SOURCE:

** start **

Rear-end collisions occur every day in Indianapolis, on busy city streets, in stop-and-go interstate traffic, in work zones or even on rural roads. While some rear-end accidents are simply fender benders resulting in minor damage and no reported injuries. Serious injuries and fatalities also may occur in these crashes if the vehicles are travelling at higher speeds.
In the event of a rear-end collision, drivers and passengers of the vehicles may suffer whiplash, neck and spine injuries, traumatic brain injuries, fractures, and soft-tissue injuries. Because the risk of injury and property damage is significant, it is important for drivers to be aware of the things they can do to prevent a rear-end collision.
How Rear-End Collisions Happen
Because the circumstances vary in each crash, no single factor is responsible for most rear-end collisions. However, some common factors that contribute to rear-end collisions include:
- Distracted driving – Driver distraction has become a significant problem on U.S. roadways. The prevalence of smart phones has caused an epidemic of distracted driving and contributed to thousands of severe accidents. A driver who is not focused on the road ahead may fail to notice when a vehicle in front has stopped, slowed, or merged into his or her lane. The result may be a rear-end collision.
- Speeding — The faster a car or truck is moving, the more distance the vehicle will need to come to a complete stop. Drivers who speed often fail to take into account the distance needed to stop safely. Many drivers fail to adjust their speed to take into account congested traffic conditions. The driver may be unable to stop a speeding vehicle in time to avoid slamming into the back end of the vehicle in front.
- Tailgating — If a driver is driving aggressively and following the car in front too closely, the aggressive driver is putting himself and the other vehicles nearby at risk of crash. Drivers who fails to leave the recommended three-to-four car lengths of distance between their vehicle and the vehicle in front of them may be at higher risk of a rear-end crash.

** end **

Point placement lines

** start **

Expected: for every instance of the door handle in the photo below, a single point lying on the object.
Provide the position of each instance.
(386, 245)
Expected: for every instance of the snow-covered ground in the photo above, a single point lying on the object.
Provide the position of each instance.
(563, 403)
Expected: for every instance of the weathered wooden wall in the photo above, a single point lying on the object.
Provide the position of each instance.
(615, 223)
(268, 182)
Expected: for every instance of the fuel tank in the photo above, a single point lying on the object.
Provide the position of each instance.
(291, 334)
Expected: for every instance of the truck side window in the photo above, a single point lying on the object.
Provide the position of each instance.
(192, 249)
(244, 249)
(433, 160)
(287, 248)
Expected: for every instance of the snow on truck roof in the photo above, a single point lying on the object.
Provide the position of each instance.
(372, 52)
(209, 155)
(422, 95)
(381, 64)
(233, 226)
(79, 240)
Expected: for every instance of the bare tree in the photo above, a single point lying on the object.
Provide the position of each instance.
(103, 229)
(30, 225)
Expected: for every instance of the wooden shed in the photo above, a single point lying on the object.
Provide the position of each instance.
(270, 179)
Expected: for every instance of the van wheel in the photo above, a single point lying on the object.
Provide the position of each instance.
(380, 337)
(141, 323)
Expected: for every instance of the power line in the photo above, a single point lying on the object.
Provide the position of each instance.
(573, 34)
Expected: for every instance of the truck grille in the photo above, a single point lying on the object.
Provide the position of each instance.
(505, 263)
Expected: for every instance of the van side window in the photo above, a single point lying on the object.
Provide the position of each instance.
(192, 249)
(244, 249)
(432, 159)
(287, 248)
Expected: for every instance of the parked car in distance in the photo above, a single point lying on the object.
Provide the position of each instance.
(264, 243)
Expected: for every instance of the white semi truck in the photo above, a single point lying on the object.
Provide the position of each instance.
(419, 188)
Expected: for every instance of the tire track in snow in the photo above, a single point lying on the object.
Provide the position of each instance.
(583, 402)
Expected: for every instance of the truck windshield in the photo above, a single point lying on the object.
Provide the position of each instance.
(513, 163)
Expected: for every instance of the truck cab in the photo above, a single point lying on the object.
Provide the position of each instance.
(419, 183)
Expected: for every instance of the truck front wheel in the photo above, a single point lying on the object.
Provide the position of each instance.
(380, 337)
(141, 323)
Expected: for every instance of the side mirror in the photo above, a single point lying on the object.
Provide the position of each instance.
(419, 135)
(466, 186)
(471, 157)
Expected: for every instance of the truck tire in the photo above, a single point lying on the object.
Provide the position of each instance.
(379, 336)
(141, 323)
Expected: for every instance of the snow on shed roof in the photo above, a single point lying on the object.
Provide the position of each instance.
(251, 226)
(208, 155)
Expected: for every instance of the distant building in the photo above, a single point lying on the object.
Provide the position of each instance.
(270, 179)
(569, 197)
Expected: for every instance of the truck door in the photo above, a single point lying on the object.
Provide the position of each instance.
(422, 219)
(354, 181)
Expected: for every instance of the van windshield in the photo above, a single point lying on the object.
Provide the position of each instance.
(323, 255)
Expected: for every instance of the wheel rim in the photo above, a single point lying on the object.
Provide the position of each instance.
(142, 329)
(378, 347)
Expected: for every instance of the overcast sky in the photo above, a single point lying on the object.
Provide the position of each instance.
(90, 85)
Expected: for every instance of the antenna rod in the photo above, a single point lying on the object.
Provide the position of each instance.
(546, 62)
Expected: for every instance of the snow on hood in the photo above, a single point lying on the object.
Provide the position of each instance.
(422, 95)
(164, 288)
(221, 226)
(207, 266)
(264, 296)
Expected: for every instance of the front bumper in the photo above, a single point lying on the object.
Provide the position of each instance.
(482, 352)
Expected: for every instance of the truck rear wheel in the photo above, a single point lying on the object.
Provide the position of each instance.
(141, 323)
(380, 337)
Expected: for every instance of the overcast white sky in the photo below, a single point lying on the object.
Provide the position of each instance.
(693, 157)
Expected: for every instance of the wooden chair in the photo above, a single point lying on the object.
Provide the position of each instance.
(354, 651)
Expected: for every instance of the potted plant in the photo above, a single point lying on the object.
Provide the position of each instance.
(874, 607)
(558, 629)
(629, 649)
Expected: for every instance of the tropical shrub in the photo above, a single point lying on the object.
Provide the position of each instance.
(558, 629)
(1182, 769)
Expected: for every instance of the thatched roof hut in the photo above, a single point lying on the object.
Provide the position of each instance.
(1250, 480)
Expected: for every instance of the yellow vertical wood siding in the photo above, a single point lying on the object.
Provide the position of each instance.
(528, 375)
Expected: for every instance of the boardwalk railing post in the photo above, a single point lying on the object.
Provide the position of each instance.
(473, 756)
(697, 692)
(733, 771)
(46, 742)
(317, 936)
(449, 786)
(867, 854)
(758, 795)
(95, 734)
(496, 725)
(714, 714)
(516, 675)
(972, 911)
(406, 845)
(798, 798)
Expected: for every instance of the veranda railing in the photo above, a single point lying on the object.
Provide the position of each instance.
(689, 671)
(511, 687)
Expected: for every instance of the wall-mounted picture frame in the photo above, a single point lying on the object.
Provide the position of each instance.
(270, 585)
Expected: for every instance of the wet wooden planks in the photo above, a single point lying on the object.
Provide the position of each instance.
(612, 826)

** end **

Carry the piece on rear-end collisions further, starting after its last sentence.

ANSWER:
- Failure to maintain tires and brakes — Tires that have worn tread have less grip on the road and hinder braking performance. Brakes that are worn or are out of adjustment also may prevent a driver from being able to stop in time to avoid a collision. It is critical that all drivers maintain their vehicles properly to avoid serious injury accidents like rear-end collisions.
- Failing to observe road conditions — All too often, drivers fail to consider the effect of road conditions when driving. When driving in the rain or on snowy or icy roads, drivers should take into account the slippery conditions and increased stopping distance needed to bring a vehicle to a complete stop. Traffic conditions play a significant factor in many rear-end collisions.
How Can I Avoid Being Rear-Ended on the Road?
Here are some helpful tactics that drivers can use to avoid a rear-end collision. Some of the tactics apply “social-engineering,” in which your actions behind the wheel send signals to the other drivers of how they should operate their vehicles safely on the road.
- Use “planned braking” – Observe traffic and traffic lights ahead of you and try to anticipate the need to stop. Start braking long before the vehicle in front of you brakes. This will ensure that you maintain plenty of room between you and the car in front of you. It will also signal to other drivers behind you that they need to start braking as well, long before you need to come to a complete stop.
- Identify escape routes – When you are coming to a stop at a stoplight or stop sign, make sure to observe your surroundings and note the paths you might take if you need to get out of the way of a vehicle coming up behind you. These routes may include the road shoulder, grassy median, or turning lanes.
- Leave plenty of space in front – Whenever you come to a stop, leave two-to-three car lengths of space between you and the vehicle in front of you. If you pull right up behind the car in front of you, you are leaving yourself little to no space to maneuver.
- Check your mirrors frequently – When slowing down or coming to a stop, you should be checking your mirrors every eight seconds. Pay attention to the behavior of the drivers around and behind you. If the driver behind you appears distracted or shows no signs of slowing down as you approach a stop, you should try to maneuver out of the way if possible.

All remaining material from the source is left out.